> **Text under study**
Construction of Helipad , Elevated Helipads, Heliports, Runways

By virtue of its varied terrain, India is basically a helicopter country. However, the infrastructure in terms of surface helipads, elevated helipads and heliports for supporting helicopter operations is woefully inadequate in the country. Ministry of Civil Aviation is keen to promote the development of Helipads, heliports across the country to promote the growth of helicopter industry. BNN Aviation professionals have vast experience and expertise in the development of Helipads, Heliports to cater to the growing need of customers. Helipads can be located on land, on top of buildings, hospitals,bridges etc. We will provide the consultancy for the development of these facilities right from the conceptual stage to construction and approval by regulatory authorities. Our consultancy fee will be the best in the industry and our services will be of very high standards to the customer.

Runway Construction

BNN Aviation has the services of highly experienced and expert professionals in the field of runway construction. We will provide consultancy on very competitive rates for runway construction from the stage of sighting till final approval.

Sitting and Orientation of Runways

Many factors should be taken into account in the determination of the siting and orientation of runways. These factors are classified under four headings:

Type of operation. Attention should be paid in particular to whether the aerodrome is to be used in all meteorological conditions or only in visual meteorological conditions, and whether it is intended for use by day and night, or only by day.

> **Task 1**
Please reproduce the passage of the helipad and runway text between "By virtue of" and "to the customer.", inclusive.
> **Task 2**
Summarize the helipad and runway text in two sentences.

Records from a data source
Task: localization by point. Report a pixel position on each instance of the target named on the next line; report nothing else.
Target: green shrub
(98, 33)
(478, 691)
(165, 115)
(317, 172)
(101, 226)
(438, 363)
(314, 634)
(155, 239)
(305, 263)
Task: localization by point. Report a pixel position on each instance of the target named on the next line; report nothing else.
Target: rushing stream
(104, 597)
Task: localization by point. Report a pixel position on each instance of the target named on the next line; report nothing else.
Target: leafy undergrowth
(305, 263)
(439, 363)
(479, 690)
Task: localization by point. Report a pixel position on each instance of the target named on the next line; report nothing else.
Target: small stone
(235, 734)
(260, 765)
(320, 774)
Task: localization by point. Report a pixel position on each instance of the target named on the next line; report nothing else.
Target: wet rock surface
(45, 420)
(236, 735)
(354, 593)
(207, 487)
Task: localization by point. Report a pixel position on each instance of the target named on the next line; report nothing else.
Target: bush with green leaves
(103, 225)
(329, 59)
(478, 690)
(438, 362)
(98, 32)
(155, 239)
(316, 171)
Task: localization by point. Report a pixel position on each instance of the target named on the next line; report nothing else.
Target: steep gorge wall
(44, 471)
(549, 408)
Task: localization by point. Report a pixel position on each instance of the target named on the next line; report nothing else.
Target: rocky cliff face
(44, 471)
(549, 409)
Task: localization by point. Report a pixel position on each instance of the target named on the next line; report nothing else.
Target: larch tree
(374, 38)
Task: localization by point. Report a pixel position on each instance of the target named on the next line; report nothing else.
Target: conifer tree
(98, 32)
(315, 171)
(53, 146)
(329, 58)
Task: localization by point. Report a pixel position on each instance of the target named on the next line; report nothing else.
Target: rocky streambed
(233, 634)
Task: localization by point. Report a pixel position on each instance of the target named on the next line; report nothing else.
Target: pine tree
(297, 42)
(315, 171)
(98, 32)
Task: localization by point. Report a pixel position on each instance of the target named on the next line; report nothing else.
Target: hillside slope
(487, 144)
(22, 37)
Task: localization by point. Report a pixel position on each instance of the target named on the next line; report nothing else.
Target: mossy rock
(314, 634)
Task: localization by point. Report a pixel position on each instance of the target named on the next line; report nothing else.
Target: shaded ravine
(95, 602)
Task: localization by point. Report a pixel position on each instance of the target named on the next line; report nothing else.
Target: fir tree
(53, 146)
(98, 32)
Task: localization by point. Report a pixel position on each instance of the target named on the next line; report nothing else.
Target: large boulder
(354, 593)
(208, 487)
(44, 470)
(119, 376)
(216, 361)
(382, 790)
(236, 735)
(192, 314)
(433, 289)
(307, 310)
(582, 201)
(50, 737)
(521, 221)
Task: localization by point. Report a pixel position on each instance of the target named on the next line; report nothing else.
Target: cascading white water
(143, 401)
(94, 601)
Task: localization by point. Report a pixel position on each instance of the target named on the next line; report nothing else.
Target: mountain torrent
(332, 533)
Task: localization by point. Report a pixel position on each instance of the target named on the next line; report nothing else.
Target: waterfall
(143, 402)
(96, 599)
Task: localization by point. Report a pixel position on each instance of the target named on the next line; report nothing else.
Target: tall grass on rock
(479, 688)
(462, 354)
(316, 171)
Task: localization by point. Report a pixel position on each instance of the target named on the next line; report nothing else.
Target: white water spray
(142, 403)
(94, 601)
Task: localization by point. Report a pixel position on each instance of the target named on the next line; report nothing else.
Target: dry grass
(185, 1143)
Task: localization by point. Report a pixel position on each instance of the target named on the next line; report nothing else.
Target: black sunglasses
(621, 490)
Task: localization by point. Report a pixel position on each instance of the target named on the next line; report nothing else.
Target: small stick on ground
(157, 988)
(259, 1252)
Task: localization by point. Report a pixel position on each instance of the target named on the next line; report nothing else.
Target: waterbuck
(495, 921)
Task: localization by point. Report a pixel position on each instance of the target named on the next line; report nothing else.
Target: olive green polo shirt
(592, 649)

> **Answer box 1**
By virtue of its varied terrain, India is basically a helicopter country. However, the infrastructure in terms of surface helipads, elevated helipads and heliports for supporting helicopter operations is woefully inadequate in the country. Ministry of Civil Aviation is keen to promote the development of Helipads, heliports across the country to promote the growth of helicopter industry. BNN Aviation professionals have vast experience and expertise in the development of Helipads, Heliports to cater to the growing need of customers. Helipads can be located on land, on top of buildings, hospitals,bridges etc. We will provide the consultancy for the development of these facilities right from the conceptual stage to construction and approval by regulatory authorities. Our consultancy fee will be the best in the industry and our services will be of very high standards to the customer.

> **Answer box 2**
India's varied terrain makes it a helicopter country, yet its helipads, elevated helipads and heliports are woefully inadequate, and the Ministry of Civil Aviation wants to promote their development. BNN Aviation offers consultancy on helipads, heliports and runway construction from the first stages through approval, and the siting and orientation of runways depend on many factors, including the type of operation.